### What to produce
Every record must be retyped exactly as it reads.
+++ Material supplied
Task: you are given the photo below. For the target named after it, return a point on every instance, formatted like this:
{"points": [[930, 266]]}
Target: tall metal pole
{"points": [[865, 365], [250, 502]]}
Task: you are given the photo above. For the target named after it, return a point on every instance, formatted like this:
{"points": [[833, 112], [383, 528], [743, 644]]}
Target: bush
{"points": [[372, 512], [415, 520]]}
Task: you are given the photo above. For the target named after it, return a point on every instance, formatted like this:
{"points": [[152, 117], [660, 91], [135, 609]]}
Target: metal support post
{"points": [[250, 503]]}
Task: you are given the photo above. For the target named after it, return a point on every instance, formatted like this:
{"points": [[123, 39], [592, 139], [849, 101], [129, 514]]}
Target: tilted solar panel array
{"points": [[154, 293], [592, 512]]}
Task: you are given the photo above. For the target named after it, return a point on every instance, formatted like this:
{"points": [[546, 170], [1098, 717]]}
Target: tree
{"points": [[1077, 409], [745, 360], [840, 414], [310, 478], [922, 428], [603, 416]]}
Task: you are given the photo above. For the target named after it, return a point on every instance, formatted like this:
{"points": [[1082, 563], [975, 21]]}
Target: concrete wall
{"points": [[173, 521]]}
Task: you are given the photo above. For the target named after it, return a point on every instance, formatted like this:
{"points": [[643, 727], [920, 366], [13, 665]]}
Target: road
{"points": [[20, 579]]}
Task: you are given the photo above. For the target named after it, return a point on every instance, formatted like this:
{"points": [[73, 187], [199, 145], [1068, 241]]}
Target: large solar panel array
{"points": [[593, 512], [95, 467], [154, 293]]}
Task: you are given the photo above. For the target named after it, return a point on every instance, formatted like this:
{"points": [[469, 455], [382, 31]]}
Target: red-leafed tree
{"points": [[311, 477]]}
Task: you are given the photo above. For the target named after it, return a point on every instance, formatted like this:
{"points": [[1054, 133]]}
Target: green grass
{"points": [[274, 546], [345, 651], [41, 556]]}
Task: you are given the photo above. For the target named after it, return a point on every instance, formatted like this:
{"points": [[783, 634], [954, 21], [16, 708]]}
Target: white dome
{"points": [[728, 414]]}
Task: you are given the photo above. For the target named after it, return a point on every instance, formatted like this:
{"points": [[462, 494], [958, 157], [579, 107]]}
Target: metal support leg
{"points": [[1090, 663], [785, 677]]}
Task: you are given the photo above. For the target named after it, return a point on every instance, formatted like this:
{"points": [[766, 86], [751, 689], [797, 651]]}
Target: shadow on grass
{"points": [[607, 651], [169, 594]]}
++++++
### Your response
Task: you are given the photo below. For the target named after it, return a point on every instance, formatted like this:
{"points": [[930, 266]]}
Target: tall metal pole
{"points": [[865, 365], [250, 502]]}
Task: you are given the photo above. For the target named after it, return a point on every instance, formatted like this:
{"points": [[833, 112], [383, 528], [743, 644]]}
Target: bush
{"points": [[372, 512], [415, 520]]}
Task: you are given the photo above. For the target named after it, return a point on every instance, formatted like this:
{"points": [[152, 117], [660, 91], [135, 609]]}
Target: metal support post
{"points": [[250, 503]]}
Task: you are given the photo above. For the target named after it, return a point on every instance, formatted like this:
{"points": [[123, 39], [592, 139], [849, 101], [129, 514]]}
Target: tilted solar panel array
{"points": [[154, 293], [592, 512]]}
Task: you are given the photo above. For the target named after it, return a point on every instance, formatted like this:
{"points": [[546, 170], [1098, 717]]}
Target: tree
{"points": [[1077, 409], [745, 360], [840, 414], [310, 478], [922, 428], [603, 416]]}
Task: you are given the photo above. For the target named after it, return a point on every instance, formatted like this:
{"points": [[1082, 563], [975, 21]]}
Target: concrete wall
{"points": [[173, 521]]}
Task: you are given the photo above. For the target named after it, return a point on every instance, formatted like this:
{"points": [[643, 727], [920, 366], [13, 665]]}
Target: road
{"points": [[20, 579]]}
Task: you are given the photo above. For the target named after it, return a point on every instance, formatted like this:
{"points": [[73, 187], [199, 145], [1068, 241]]}
Target: large solar panel array
{"points": [[593, 512], [95, 467], [154, 293]]}
Task: you are given the photo above. For the target named after it, return a point on every instance, formatted like this:
{"points": [[469, 455], [382, 31]]}
Target: red-leafed tree
{"points": [[311, 477]]}
Task: you are given the photo above. For the target named after it, return a point on every instance, formatted like this:
{"points": [[1054, 133]]}
Target: green grass
{"points": [[274, 546], [345, 651], [41, 556]]}
Task: you are given the photo above. For the target named after it, return a point on every instance, formatted like this:
{"points": [[783, 634], [954, 21], [16, 708]]}
Target: white dome
{"points": [[728, 414]]}
Task: you are given the photo above. For the target named after it, return a point on every instance, formatted like this:
{"points": [[462, 494], [958, 157], [579, 107]]}
Target: metal support leg
{"points": [[1090, 663], [785, 677]]}
Task: you are given the photo above. For the target named after it, return a point on every instance, formatted like this:
{"points": [[766, 86], [751, 689], [797, 651]]}
Target: shadow on grass
{"points": [[607, 651], [169, 594]]}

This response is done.